§ What to produce: All of the records are to be copied out exactly, with nothing left out.

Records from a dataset
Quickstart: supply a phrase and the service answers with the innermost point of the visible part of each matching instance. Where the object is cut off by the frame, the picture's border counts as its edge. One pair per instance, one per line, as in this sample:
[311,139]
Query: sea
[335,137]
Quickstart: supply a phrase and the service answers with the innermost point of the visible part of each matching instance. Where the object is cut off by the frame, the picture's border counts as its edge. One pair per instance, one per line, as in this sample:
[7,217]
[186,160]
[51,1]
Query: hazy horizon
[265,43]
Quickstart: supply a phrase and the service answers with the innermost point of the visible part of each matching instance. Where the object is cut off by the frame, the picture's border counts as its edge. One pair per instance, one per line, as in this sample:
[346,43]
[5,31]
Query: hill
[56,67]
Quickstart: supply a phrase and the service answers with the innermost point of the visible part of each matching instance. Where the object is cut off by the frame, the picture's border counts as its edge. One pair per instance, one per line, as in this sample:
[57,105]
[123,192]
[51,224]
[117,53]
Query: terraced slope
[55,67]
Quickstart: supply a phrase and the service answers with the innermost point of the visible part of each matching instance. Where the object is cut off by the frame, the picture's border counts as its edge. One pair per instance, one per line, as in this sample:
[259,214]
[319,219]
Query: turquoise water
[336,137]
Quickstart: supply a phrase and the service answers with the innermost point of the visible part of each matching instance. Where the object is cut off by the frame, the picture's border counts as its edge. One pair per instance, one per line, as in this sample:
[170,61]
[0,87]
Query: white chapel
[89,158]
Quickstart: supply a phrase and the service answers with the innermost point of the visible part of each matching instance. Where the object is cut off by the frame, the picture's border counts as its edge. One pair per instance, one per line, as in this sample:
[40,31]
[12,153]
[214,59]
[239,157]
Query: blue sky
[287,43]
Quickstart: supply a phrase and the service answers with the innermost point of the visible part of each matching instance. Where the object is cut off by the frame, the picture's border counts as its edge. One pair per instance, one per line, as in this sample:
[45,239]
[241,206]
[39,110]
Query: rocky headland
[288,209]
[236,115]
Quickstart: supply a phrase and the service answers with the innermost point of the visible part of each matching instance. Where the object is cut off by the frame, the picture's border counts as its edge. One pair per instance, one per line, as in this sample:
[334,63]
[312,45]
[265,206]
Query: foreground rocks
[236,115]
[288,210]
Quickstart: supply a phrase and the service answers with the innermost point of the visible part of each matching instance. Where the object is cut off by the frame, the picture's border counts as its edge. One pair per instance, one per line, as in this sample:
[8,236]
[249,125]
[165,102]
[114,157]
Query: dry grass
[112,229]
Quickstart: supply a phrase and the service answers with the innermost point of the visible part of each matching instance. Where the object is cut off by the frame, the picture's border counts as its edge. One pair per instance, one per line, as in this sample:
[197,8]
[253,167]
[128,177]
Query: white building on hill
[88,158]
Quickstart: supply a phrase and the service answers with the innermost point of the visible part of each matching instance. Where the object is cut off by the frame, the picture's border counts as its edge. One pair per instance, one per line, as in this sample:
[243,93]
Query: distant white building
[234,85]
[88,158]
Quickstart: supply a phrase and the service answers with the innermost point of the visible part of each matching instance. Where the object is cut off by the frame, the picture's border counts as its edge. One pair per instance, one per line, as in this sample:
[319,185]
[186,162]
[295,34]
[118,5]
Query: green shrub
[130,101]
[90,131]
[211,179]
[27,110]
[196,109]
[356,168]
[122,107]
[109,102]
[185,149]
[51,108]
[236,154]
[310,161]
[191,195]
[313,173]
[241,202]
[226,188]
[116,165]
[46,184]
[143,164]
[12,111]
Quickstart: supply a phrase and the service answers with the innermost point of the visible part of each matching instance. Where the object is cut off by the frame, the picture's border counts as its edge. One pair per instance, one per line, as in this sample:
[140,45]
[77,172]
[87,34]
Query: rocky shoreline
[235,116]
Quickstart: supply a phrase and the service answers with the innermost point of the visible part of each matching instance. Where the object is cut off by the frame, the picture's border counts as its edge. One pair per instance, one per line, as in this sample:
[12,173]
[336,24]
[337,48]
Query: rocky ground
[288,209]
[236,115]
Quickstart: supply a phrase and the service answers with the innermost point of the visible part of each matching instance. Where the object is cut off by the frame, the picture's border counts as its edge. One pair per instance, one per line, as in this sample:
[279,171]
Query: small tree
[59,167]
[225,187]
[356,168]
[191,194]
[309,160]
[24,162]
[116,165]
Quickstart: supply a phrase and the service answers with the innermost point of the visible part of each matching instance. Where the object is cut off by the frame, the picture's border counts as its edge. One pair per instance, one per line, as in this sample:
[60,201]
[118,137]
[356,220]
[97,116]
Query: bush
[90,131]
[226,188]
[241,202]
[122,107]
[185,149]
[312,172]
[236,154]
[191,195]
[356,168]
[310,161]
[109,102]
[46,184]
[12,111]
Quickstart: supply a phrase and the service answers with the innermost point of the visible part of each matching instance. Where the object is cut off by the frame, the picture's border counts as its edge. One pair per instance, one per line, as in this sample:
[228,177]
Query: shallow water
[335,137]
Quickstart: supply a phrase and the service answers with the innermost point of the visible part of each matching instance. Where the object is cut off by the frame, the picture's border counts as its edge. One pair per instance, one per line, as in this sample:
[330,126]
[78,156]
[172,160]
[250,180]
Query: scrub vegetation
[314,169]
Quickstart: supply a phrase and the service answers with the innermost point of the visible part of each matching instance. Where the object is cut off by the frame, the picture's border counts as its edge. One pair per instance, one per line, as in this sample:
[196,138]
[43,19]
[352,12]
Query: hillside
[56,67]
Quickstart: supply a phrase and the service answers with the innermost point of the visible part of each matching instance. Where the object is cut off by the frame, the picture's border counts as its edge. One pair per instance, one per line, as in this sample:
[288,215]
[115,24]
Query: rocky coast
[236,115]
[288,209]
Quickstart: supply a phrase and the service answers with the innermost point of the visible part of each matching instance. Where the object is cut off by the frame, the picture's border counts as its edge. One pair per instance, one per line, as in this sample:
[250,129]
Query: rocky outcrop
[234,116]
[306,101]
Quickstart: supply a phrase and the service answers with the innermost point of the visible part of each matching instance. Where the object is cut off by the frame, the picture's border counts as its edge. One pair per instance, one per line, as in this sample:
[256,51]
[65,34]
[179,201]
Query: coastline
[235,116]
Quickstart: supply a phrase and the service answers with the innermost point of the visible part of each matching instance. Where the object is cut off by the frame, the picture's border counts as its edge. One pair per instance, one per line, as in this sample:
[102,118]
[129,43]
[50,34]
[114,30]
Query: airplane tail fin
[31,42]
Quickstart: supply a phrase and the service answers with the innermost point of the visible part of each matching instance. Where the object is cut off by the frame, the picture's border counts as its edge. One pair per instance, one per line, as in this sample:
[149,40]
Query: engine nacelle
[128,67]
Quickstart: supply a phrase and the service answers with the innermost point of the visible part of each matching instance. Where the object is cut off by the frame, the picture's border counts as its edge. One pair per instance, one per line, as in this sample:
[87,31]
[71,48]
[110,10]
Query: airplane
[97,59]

§ Your solution:
Quickstart: supply a phrase and the service answers with the innermost point of the visible part of each matching instance. Where the object is cut off by the frame, the picture's border counts as its edge. One pair per instance, one per line, as in this sample:
[311,139]
Query: sea
[335,137]
Quickstart: supply a phrase and the service answers with the innermost point of the visible part of each matching instance. Where the object is cut off by the frame, the picture's border counts as its edge. One pair per instance, one per line, as in this sample:
[7,217]
[186,160]
[51,1]
Query: hazy horizon
[265,43]
Quickstart: supply a phrase and the service answers with the innermost point of the visible part of each matching instance. Where the object is cut off by the frame, the picture's border counts as its edge. One pair per instance, one per line, as in this sample:
[346,43]
[5,31]
Query: hill
[56,67]
Quickstart: supply a phrase and the service answers with the innermost point of the visible part of each matching instance. Where the object is cut off by the frame, the picture's border counts as its edge. One pair per instance, one per line, as in this sample:
[57,105]
[123,192]
[51,224]
[117,53]
Query: terraced slope
[55,67]
Quickstart: supply a phrase and the service answers with the innermost point of the visible part of each matching instance. Where the object is cut off by the frame, the picture's border counts as its edge. One pair per instance, one per line, as in this sample:
[259,214]
[319,219]
Query: turquoise water
[336,137]
Quickstart: supply a phrase and the service answers with the innermost point of the visible part of each matching instance. Where the object is cut off by the frame, the picture's border counts as its edge. One pair per instance, one per line, as in this sample:
[170,61]
[0,87]
Query: white chapel
[89,158]
Quickstart: supply a phrase and the service answers with the innermost point of the visible part of each matching instance. Where the object is cut off by the frame, the picture's border counts as its edge. One pair per instance, one per line, as in this sample:
[40,31]
[12,153]
[214,59]
[239,157]
Query: blue sky
[287,43]
Quickstart: supply a phrase and the service answers with the innermost point of the visible part of each matching instance. Where the object is cut off by the frame, the picture's border counts as its edge. One pair per instance, one per line, as in this sample:
[45,239]
[241,206]
[39,110]
Query: rocky headland
[288,209]
[236,115]
Quickstart: supply a phrase and the service answers with the innermost point of the visible part of each matching instance. Where the object is cut off by the frame, the picture's border counts as its edge. One pair per instance, one per line, as in this sample:
[334,63]
[312,45]
[265,206]
Query: foreground rocks
[236,115]
[288,210]
Quickstart: supply a phrase and the service answers with the innermost point of the visible part of each matching instance. Where the object is cut off by the frame, the picture's border counts as its edge. One pair per instance, one per line, as in this sample:
[8,236]
[249,125]
[165,102]
[114,157]
Query: dry grass
[112,229]
Quickstart: supply a phrase and the service answers with the innermost point of the visible part of each matching instance. Where the object is cut off by the frame, the picture's border counts as its edge. One pair per instance, one per line, as in this sample:
[197,8]
[253,167]
[128,177]
Query: white building on hill
[88,158]
Quickstart: supply a phrase and the service answers with the innermost point of the visible part of each matching instance. Where the object is cut off by the frame, the picture's border counts as its edge. One pair per instance, one per line, as in this sample:
[243,93]
Query: distant white building
[234,85]
[88,158]
Quickstart: supply a phrase and the service answers with the innermost point of the visible part of each matching instance. Where the object is cut off by the frame, the picture's border counts as its edge. One pair per instance, one per line, as in this sample:
[319,185]
[186,162]
[295,34]
[118,5]
Query: green shrub
[130,101]
[90,131]
[211,179]
[27,110]
[196,109]
[356,168]
[122,107]
[109,102]
[185,149]
[51,108]
[236,154]
[310,161]
[191,195]
[313,173]
[241,202]
[226,188]
[116,165]
[46,184]
[143,164]
[12,111]
Quickstart: supply a phrase and the service answers with the innermost point of the visible part of each matching instance. Where the object is cut off by the frame, the picture's border counts as its edge. One pair per instance, one per line, as in this sample:
[140,45]
[77,172]
[87,34]
Query: rocky shoreline
[235,116]
Quickstart: supply a phrase and the service answers with the innermost point of the visible part of each matching instance. Where the object is cut off by the frame, the picture's border counts as its edge. One pair per instance, one per line, as in this sample:
[12,173]
[336,24]
[337,48]
Query: rocky ground
[288,209]
[236,115]
Quickstart: supply a phrase and the service answers with the innermost point of the visible part of each matching instance. Where the object is cut off by the frame, the picture's border counts as its edge. One pair per instance, one per line, as in this sample:
[279,171]
Query: small tree
[59,167]
[225,187]
[356,168]
[191,194]
[309,160]
[24,162]
[116,165]
Quickstart: supply a phrase and the service answers with the innermost point of the visible part of each matching instance. Where the object is cut off by the frame, the picture's border counts as its edge. One pair per instance, one per line, as in this sample:
[60,201]
[118,137]
[356,220]
[97,116]
Query: bush
[90,131]
[226,188]
[241,202]
[122,107]
[185,149]
[312,172]
[236,154]
[191,195]
[356,168]
[310,161]
[109,102]
[46,184]
[12,111]
Quickstart: supply a phrase and the service answers with the innermost point of the visible part of each matching instance. Where the object is cut off by the frame, the picture's border counts as its edge. One pair per instance, one per line, as in this sample:
[228,177]
Query: shallow water
[335,137]
Quickstart: supply a phrase and the service answers with the innermost point of the visible part of each matching instance. Where the object is cut off by the frame, the picture's border counts as its edge. One pair per instance, one per line, as in this sample:
[330,126]
[78,156]
[172,160]
[250,180]
Query: scrub vegetation
[314,169]
Quickstart: supply a phrase and the service answers with the innermost point of the visible part of each matching instance. Where the object is cut off by the frame, the picture's border counts as its edge. One pair per instance, one per line, as in this sample:
[196,138]
[43,19]
[352,12]
Query: hillside
[56,67]
Quickstart: supply a phrase and the service answers with the innermost point of the visible part of each matching instance. Where the object is cut off by the frame, the picture's border counts as its edge. One pair per instance, one per line, as in this sample:
[288,215]
[115,24]
Query: rocky coast
[236,115]
[288,209]
Quickstart: supply a phrase and the service answers with the innermost point of the visible part of each matching instance. Where the object is cut off by the frame, the picture's border counts as its edge. One pair per instance, one per line, as in this sample:
[250,129]
Query: rocky outcrop
[234,116]
[306,101]
Quickstart: supply a phrase and the service answers with the innermost point of the visible part of each matching instance. Where the object is cut off by the frame, the picture's border counts as its edge. One pair per instance, one per line, as in this sample:
[256,51]
[65,34]
[179,201]
Query: coastline
[235,116]
Quickstart: supply a phrase and the service answers with the innermost point of the visible part of each matching instance. Where the object is cut off by the frame, the picture's border counts as its edge. One pair per instance, one per line, as in this sample:
[102,118]
[129,43]
[50,34]
[114,30]
Query: airplane tail fin
[31,42]
Quickstart: supply a phrase and the service answers with the innermost point of the visible part of each matching instance. Where the object is cut off by the frame, the picture's border counts as its edge. One pair per instance, one per line, as in this sample:
[149,40]
Query: engine nacelle
[128,67]
Quickstart: supply a phrase and the service answers with the innermost point of the visible part of each matching instance. Where the object is cut off by the frame, the picture's border counts as its edge. One pair per instance, one per line, as in this sample:
[87,31]
[71,48]
[110,10]
Query: airplane
[97,59]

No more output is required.